EXERCISE TASK :: Locate each line of the material below that contains the string "shelf", and copy those lines out.

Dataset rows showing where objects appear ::
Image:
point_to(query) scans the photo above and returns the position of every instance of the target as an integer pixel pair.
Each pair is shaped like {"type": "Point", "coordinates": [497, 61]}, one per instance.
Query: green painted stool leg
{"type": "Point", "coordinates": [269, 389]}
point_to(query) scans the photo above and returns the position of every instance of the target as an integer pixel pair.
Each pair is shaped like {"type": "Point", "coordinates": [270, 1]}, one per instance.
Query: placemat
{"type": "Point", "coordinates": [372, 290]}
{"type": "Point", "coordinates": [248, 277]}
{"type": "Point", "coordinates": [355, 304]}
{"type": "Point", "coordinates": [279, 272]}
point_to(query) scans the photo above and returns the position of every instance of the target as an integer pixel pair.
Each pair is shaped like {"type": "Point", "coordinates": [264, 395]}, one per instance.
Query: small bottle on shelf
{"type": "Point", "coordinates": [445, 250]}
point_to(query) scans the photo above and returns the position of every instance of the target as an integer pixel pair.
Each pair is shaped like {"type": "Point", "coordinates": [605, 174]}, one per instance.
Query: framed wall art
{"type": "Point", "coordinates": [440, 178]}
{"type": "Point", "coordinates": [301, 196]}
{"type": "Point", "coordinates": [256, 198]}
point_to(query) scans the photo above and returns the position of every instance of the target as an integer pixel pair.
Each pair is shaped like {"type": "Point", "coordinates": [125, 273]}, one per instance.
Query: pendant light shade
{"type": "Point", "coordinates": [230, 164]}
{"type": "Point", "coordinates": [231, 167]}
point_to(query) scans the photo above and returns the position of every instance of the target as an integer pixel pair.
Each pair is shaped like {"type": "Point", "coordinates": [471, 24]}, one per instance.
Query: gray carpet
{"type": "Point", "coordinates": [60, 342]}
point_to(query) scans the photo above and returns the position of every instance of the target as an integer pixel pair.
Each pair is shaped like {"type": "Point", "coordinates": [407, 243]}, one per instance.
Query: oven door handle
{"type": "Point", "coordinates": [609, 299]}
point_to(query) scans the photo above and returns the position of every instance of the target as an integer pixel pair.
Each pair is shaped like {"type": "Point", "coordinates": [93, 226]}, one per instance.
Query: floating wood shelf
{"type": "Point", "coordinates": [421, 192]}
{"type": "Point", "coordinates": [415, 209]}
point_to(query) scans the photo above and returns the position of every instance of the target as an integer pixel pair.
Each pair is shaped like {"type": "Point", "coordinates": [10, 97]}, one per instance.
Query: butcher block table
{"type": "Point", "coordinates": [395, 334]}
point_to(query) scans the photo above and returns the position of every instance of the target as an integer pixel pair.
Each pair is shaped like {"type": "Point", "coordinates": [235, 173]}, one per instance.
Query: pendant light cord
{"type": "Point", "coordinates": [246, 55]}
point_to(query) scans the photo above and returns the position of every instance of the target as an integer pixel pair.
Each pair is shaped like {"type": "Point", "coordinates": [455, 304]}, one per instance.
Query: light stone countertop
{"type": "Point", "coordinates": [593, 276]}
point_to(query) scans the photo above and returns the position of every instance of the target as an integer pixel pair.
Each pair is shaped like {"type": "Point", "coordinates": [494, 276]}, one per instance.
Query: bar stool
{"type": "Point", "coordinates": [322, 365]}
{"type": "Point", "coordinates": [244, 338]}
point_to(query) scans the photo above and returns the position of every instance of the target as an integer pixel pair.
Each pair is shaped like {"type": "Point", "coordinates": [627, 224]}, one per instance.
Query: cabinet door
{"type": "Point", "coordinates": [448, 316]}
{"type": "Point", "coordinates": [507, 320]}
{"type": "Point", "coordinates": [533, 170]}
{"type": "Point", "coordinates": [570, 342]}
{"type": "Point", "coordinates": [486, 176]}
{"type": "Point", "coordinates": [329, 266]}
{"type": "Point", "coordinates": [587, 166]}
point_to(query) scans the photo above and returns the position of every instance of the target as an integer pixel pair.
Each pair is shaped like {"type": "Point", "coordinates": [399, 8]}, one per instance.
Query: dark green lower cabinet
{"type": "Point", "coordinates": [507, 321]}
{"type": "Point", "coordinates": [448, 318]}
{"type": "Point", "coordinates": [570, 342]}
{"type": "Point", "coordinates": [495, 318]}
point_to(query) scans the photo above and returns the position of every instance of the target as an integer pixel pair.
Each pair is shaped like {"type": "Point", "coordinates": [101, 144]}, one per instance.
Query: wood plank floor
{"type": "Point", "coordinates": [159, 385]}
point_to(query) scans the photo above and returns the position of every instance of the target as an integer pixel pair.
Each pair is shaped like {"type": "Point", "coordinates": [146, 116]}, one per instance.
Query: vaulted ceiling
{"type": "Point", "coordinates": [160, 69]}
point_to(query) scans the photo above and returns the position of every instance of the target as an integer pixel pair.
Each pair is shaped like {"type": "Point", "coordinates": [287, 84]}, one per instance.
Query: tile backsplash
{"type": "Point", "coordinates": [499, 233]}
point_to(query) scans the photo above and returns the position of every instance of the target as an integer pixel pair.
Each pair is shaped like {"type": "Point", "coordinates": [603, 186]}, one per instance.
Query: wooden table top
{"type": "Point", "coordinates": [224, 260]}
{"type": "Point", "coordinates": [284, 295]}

EXERCISE SOLUTION ::
Query: small bottle on shelf
Query: floating wood shelf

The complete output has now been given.